**Job**
Edit the data below by replacing each occurrence of "pixel-level boxes" with "bounding boxes", and keep every other line unchanged.
— start —
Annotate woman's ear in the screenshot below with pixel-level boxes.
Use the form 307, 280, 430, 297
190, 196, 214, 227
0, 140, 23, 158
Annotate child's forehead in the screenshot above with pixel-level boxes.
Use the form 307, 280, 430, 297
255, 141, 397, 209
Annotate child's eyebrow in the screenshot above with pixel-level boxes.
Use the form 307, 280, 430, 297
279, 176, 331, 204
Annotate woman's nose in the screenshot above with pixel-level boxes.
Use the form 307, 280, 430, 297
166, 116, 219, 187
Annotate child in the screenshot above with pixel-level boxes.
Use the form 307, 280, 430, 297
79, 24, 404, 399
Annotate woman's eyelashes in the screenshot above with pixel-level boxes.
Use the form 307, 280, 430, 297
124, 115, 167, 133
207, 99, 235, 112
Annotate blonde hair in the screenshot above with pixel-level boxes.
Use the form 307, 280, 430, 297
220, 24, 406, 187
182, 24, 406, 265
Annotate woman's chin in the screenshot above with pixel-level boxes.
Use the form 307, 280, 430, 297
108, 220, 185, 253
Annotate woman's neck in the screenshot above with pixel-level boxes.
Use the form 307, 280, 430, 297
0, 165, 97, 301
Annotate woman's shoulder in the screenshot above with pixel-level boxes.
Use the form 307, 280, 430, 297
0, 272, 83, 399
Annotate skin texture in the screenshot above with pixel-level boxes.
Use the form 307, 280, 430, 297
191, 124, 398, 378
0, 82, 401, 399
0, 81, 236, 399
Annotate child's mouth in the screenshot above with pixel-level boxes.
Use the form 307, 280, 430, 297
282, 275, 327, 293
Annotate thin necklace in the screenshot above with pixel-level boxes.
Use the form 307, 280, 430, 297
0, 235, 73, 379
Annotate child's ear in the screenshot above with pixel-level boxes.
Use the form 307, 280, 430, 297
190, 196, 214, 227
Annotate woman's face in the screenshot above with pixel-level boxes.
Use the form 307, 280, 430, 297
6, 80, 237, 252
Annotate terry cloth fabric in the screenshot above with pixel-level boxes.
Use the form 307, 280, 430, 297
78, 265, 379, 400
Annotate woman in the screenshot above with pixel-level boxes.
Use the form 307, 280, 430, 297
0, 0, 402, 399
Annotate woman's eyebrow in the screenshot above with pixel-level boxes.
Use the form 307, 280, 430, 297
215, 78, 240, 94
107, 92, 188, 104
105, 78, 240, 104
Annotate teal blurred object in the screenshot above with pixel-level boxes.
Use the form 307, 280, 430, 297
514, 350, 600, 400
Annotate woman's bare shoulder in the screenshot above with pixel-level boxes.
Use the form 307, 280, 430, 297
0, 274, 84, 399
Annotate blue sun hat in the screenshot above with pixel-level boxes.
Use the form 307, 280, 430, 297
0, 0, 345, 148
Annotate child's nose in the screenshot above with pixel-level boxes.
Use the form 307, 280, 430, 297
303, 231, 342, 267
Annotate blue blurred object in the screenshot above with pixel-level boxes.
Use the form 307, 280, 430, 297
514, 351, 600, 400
— end —
**Written response**
Annotate woman's ear in the screenshot below with bounding boxes.
Use the form 307, 280, 430, 297
190, 196, 214, 227
0, 140, 23, 158
Annotate child's forehead in the screenshot above with bounding boxes.
Use the form 307, 280, 430, 297
255, 141, 397, 209
Annotate child's eyebrow in the screenshot above with bounding boxes.
Use the form 307, 280, 430, 297
279, 176, 331, 204
Annotate woman's nose in the screenshot above with bounding boxes.
Use the form 307, 280, 430, 297
166, 116, 219, 187
Annotate child in the screenshot above with bounding boxes.
Use the form 307, 280, 430, 297
79, 24, 404, 399
Annotate woman's eyelashes in the screenshot above with bounding boxes.
Use the form 307, 280, 430, 297
124, 115, 167, 133
207, 99, 235, 112
Annotate blonde hair in the screenshot above with bounding boxes.
Use the form 307, 280, 430, 297
220, 24, 406, 187
182, 24, 406, 265
Annotate woman's chin in the screenshot above with bounding boxes.
Use the form 307, 280, 430, 297
108, 220, 185, 253
Annotate woman's neck in the screenshot above with bounding boxes.
Use the form 307, 280, 430, 297
0, 165, 97, 301
Annotate woman's shoulder in the screenshot above with bounding boxes.
Use the form 307, 280, 430, 297
0, 272, 83, 399
Annotate skin texture in the screenshot above with bounding boxes.
Use the form 307, 280, 430, 297
191, 124, 398, 378
0, 82, 401, 399
0, 81, 236, 399
Annotate child's mouth in the screenshot above with bounding boxes.
Use the form 307, 280, 430, 297
282, 275, 327, 293
Annotate thin necklace in the screenshot above with bounding boxes.
Use the form 307, 280, 430, 297
0, 235, 73, 379
Annotate child's ear in the screenshot above with bounding boxes.
Use the form 307, 280, 430, 297
190, 196, 214, 227
Annotate woman's face in the screenshot above with bounding boxes.
Use the form 307, 280, 430, 297
6, 80, 237, 252
Annotate terry cloth fabric in the screenshot above with bounding boxes.
Use the form 307, 280, 430, 297
78, 265, 379, 400
Annotate woman in the screenshot above with bounding boxes.
Use the form 307, 280, 430, 297
0, 0, 402, 399
Annotate woman's eyebrow in the screenshot above with bounding boxes.
Use the form 307, 280, 430, 297
215, 78, 240, 94
107, 92, 188, 104
105, 78, 240, 104
Annotate teal blurred object in the screenshot above with bounding boxes.
Use the form 307, 280, 430, 297
514, 350, 600, 400
Annotate woman's bare shoulder in the screenshot above with bounding boxes.
Use the form 307, 280, 430, 297
0, 274, 84, 399
Annotate blue sun hat in the screenshot above with bounding boxes.
Use the form 307, 280, 430, 297
0, 0, 345, 148
Annotate child's nose in the screenshot above with bounding boxes.
Use the form 307, 280, 430, 297
303, 231, 342, 267
Annotate blue blurred object in the screenshot above with bounding boxes.
Use the form 307, 280, 430, 297
514, 351, 600, 400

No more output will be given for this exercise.